EXCERPTED TEXT: Begin

RADIAC Technology Offers More Realistic Training for Those Who Work with Radiation Hazards
The personnel who sustain radiological systems need state-of-the-art simulation training to learn how to handle worst-case scenarios without being exposed to actual radiological hazards. Yet existing trainings use outdated and unrealistic methods. To improve training for the radiological sustainment community, NCMS began a project in September 2020—Advanced Radiation Detection Indication and Computation (RADIAC) Technology—that gathers experts from four Naval shipyards (Puget Sound, Portsmouth, Pearl Harbor, and Norfolk), along with industry partner Radiation Safety & Control Services (RSCS). The project team has been developing true-to-life models of radiation detection, indication and computation (RADIAC) instruments and dosimetry simulation tools.
RADIAC instruments and dosimetry tools are employed in industries that generate and/or handle radioactive material to ensure that regulatory requirements are met, to keep radiation exposure “as low as reasonably achievable” (ALARA), and to respond to emergencies. Dosimetry, the science of determining and measuring the amount or dosage of radiation absorbed by a substance or living organism, is performed with a dosimeter instrument that assesses exposure to radiation doses (such as X-rays or gamma rays). This project will create updated RADIAC and dosimetry simulation equipment for training that can be utilized by commercial, state, and federal entities working with radiological hazards.
This updated equipment is needed because current simulation training relies on unrealistic, outdated technology and methods that require instructors to input data on a handheld terminal that display readings on RADIAC equipment or verbally provide data from physically printed information aides. To design a more appropriate, effective training, the project team will produce equipment that resembles RADIAC instruments and dosimetry used by the nuclear and radiation protection industries.

EXCERPTED TEXT: End
ENTRIES SUPPLIED: Begin

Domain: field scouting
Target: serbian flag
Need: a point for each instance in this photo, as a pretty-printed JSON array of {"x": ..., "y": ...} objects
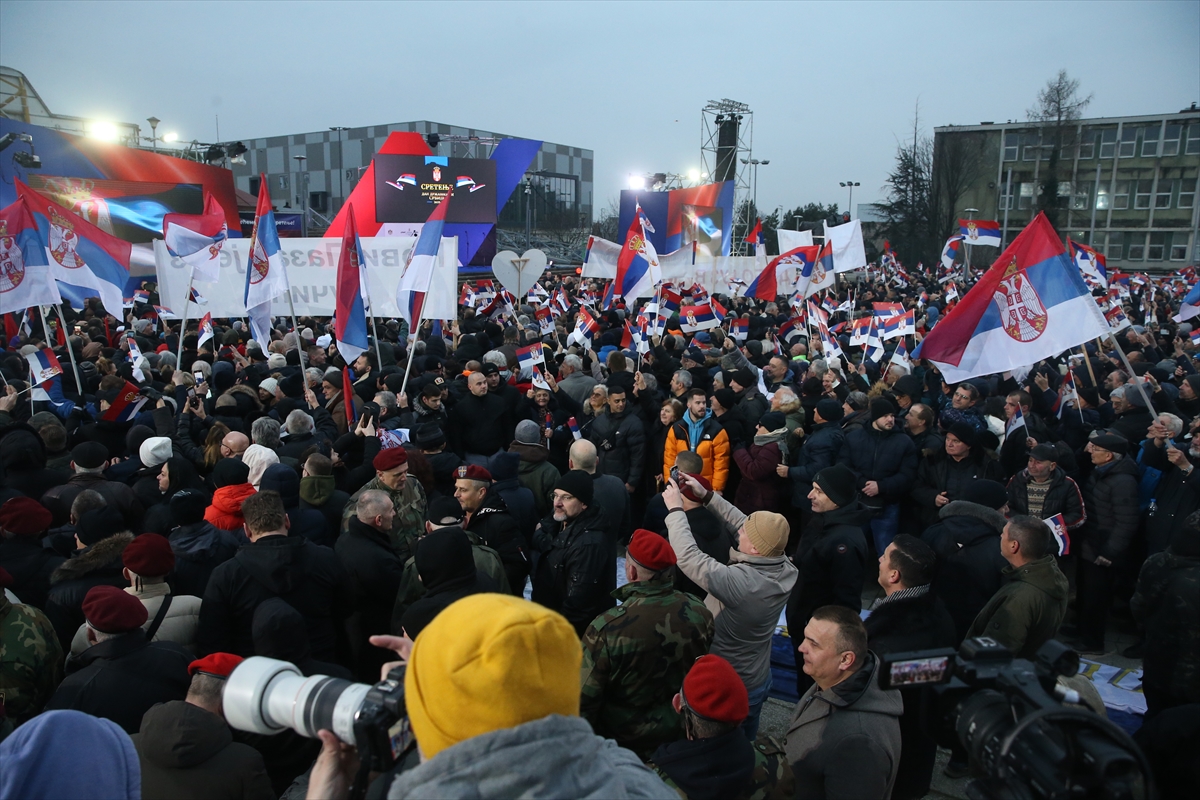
[
  {"x": 126, "y": 405},
  {"x": 265, "y": 278},
  {"x": 1057, "y": 527},
  {"x": 351, "y": 314},
  {"x": 981, "y": 232},
  {"x": 951, "y": 252},
  {"x": 25, "y": 277},
  {"x": 81, "y": 254},
  {"x": 43, "y": 365},
  {"x": 205, "y": 330},
  {"x": 531, "y": 355},
  {"x": 1031, "y": 305},
  {"x": 1091, "y": 264},
  {"x": 197, "y": 239},
  {"x": 415, "y": 282},
  {"x": 637, "y": 266}
]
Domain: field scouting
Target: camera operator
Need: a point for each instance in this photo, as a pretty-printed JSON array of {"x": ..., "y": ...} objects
[
  {"x": 492, "y": 691},
  {"x": 844, "y": 740}
]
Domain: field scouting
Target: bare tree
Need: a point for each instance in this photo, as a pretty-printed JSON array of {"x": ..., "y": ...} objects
[{"x": 1057, "y": 108}]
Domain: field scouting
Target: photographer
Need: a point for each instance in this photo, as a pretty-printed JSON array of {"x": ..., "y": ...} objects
[{"x": 492, "y": 692}]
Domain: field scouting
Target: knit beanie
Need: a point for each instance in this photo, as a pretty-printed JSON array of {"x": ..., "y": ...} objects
[
  {"x": 490, "y": 662},
  {"x": 767, "y": 531}
]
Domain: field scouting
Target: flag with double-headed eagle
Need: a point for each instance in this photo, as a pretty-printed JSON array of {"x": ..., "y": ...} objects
[{"x": 1031, "y": 305}]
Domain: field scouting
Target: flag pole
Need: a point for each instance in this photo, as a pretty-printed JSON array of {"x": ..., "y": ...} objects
[
  {"x": 183, "y": 325},
  {"x": 75, "y": 367}
]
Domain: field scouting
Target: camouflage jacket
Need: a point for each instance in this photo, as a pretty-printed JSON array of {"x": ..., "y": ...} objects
[
  {"x": 409, "y": 503},
  {"x": 412, "y": 589},
  {"x": 635, "y": 657},
  {"x": 30, "y": 660},
  {"x": 771, "y": 777}
]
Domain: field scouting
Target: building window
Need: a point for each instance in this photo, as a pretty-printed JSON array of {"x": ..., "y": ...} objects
[
  {"x": 1150, "y": 143},
  {"x": 1141, "y": 197},
  {"x": 1026, "y": 199},
  {"x": 1108, "y": 143},
  {"x": 1012, "y": 144},
  {"x": 1171, "y": 140},
  {"x": 1137, "y": 247},
  {"x": 1193, "y": 139},
  {"x": 1116, "y": 246}
]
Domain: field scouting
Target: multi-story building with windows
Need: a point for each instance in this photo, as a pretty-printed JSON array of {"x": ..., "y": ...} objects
[
  {"x": 1127, "y": 185},
  {"x": 328, "y": 164}
]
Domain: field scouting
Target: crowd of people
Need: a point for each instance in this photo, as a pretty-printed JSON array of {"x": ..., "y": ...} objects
[{"x": 168, "y": 515}]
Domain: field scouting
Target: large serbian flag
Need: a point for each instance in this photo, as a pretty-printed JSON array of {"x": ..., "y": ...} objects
[
  {"x": 1031, "y": 305},
  {"x": 981, "y": 232}
]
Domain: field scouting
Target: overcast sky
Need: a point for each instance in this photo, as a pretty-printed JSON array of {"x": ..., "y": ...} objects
[{"x": 833, "y": 86}]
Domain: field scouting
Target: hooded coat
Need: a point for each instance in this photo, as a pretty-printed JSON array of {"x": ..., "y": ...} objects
[
  {"x": 845, "y": 741},
  {"x": 186, "y": 751}
]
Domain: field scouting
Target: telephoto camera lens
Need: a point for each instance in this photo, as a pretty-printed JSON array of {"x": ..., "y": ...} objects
[{"x": 267, "y": 696}]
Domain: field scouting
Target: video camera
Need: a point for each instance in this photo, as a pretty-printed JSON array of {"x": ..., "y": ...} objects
[
  {"x": 267, "y": 696},
  {"x": 1017, "y": 723}
]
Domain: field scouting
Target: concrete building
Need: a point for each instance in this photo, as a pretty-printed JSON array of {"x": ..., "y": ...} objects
[
  {"x": 334, "y": 161},
  {"x": 1127, "y": 184}
]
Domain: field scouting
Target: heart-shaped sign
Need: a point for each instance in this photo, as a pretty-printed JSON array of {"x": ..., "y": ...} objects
[{"x": 517, "y": 274}]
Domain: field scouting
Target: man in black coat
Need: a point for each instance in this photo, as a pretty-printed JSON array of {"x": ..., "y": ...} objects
[
  {"x": 123, "y": 673},
  {"x": 966, "y": 541},
  {"x": 831, "y": 557},
  {"x": 907, "y": 618},
  {"x": 575, "y": 559},
  {"x": 273, "y": 565},
  {"x": 373, "y": 569}
]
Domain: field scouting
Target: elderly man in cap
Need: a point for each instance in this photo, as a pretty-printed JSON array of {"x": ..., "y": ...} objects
[
  {"x": 1042, "y": 489},
  {"x": 575, "y": 560},
  {"x": 1110, "y": 497},
  {"x": 636, "y": 655},
  {"x": 148, "y": 560},
  {"x": 745, "y": 595},
  {"x": 123, "y": 674},
  {"x": 490, "y": 519},
  {"x": 715, "y": 759},
  {"x": 88, "y": 462},
  {"x": 186, "y": 750},
  {"x": 407, "y": 497}
]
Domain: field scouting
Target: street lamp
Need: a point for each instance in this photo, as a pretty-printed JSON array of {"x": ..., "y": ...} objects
[
  {"x": 850, "y": 203},
  {"x": 304, "y": 194},
  {"x": 341, "y": 161}
]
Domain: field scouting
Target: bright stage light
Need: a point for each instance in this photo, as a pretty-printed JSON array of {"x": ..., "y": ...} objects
[{"x": 103, "y": 131}]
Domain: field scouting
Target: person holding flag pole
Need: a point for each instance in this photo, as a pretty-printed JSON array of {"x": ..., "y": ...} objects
[{"x": 418, "y": 276}]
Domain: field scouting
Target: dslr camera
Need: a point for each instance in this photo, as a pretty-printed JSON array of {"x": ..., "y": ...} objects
[
  {"x": 1025, "y": 734},
  {"x": 267, "y": 696}
]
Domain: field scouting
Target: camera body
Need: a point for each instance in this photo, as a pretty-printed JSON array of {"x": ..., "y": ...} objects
[{"x": 1009, "y": 715}]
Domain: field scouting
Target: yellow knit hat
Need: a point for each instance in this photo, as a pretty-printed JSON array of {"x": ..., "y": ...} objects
[
  {"x": 767, "y": 531},
  {"x": 490, "y": 662}
]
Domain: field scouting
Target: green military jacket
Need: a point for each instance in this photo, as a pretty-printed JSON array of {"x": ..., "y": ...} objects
[
  {"x": 409, "y": 503},
  {"x": 412, "y": 589},
  {"x": 635, "y": 657},
  {"x": 30, "y": 660}
]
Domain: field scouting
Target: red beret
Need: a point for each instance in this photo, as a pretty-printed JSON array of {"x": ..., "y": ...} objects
[
  {"x": 149, "y": 555},
  {"x": 715, "y": 692},
  {"x": 651, "y": 551},
  {"x": 112, "y": 611},
  {"x": 24, "y": 517},
  {"x": 473, "y": 473},
  {"x": 688, "y": 492},
  {"x": 215, "y": 663},
  {"x": 390, "y": 458}
]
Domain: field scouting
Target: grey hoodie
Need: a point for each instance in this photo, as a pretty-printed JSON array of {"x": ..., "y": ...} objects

ENTRIES SUPPLIED: End

- **DIRECTIONS**
A. Reproduce the passage from the RADIAC training article starting at "This updated equipment" and ending at "radiation protection industries.".
B. In the RADIAC training article, which industry partner joined the four Naval shipyards on the project?

- **ANSWERS FOR THIS EXERCISE**
A.
This updated equipment is needed because current simulation training relies on unrealistic, outdated technology and methods that require instructors to input data on a handheld terminal that display readings on RADIAC equipment or verbally provide data from physically printed information aides. To design a more appropriate, effective training, the project team will produce equipment that resembles RADIAC instruments and dosimetry used by the nuclear and radiation protection industries.

B. Radiation Safety & Control Services (RSCS).